Recorded data>
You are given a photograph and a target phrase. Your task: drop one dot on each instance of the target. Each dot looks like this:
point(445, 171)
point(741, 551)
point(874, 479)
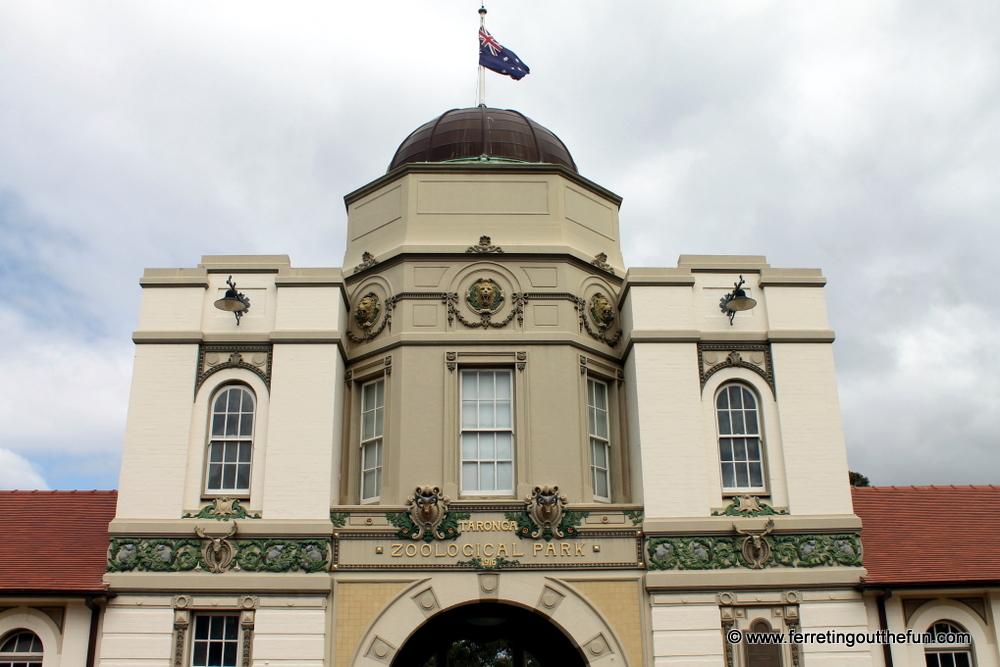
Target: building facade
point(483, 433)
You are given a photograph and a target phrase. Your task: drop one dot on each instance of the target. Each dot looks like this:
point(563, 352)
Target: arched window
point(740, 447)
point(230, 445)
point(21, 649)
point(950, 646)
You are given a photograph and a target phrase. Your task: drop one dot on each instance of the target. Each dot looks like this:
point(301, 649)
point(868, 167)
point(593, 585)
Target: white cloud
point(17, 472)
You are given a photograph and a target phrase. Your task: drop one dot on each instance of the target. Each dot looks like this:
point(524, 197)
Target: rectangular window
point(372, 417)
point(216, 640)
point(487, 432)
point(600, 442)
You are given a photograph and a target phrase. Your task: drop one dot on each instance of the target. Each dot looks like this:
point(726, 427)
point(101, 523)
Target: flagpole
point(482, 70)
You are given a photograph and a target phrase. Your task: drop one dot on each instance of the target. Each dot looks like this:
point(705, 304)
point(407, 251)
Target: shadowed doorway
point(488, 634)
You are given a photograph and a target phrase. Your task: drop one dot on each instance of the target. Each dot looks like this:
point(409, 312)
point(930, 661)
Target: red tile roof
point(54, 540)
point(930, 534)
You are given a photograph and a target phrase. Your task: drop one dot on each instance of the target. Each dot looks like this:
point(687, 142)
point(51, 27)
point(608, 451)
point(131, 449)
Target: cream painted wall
---
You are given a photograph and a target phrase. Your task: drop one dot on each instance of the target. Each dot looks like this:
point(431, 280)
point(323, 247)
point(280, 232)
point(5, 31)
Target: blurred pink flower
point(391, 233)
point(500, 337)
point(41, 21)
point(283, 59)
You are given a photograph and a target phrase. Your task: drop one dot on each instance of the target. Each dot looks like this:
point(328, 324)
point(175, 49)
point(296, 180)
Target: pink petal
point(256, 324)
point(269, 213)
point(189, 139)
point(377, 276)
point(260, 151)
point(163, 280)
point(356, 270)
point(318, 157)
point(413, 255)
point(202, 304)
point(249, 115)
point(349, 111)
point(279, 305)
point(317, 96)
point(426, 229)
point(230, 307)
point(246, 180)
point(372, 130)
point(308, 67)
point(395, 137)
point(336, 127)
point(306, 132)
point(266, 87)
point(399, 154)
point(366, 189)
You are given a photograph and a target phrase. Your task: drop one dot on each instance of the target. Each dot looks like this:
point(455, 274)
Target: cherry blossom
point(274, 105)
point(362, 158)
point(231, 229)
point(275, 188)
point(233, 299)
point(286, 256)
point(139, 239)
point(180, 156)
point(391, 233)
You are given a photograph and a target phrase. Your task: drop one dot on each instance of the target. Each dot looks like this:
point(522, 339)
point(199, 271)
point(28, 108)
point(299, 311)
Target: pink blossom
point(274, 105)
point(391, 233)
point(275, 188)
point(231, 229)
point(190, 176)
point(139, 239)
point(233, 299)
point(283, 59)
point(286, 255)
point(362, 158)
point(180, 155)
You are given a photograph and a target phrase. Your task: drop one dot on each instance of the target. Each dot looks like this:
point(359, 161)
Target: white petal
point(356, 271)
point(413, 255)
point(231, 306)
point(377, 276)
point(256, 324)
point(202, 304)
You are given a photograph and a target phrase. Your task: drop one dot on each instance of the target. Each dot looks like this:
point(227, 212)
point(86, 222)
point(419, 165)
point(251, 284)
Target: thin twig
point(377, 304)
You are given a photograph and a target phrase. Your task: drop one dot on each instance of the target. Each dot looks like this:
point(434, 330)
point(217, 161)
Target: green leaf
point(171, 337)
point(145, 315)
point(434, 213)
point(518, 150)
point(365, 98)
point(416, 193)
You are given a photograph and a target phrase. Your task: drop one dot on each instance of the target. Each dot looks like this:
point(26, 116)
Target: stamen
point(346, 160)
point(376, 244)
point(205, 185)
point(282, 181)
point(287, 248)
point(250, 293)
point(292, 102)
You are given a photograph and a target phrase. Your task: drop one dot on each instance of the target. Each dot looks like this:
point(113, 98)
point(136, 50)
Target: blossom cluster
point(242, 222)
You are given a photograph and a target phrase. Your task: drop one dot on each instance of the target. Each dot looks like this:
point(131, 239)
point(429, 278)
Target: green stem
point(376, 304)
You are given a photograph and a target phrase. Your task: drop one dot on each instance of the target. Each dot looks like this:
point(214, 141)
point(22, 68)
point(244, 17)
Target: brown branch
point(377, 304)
...
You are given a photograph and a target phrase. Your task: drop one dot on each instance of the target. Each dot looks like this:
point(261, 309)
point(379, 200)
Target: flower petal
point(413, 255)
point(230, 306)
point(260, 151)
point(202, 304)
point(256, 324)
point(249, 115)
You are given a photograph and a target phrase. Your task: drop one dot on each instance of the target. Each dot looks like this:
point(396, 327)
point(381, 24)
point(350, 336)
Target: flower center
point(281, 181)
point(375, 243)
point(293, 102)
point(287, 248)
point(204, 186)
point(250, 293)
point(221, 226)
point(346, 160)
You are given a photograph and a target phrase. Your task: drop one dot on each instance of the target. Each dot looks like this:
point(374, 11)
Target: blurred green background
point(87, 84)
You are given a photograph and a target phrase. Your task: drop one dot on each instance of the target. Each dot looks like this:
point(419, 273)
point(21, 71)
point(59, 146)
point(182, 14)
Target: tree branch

What is needed>
How many of the lines above contain the word "pink" with matching case? Reply with the number alone.

Response>
3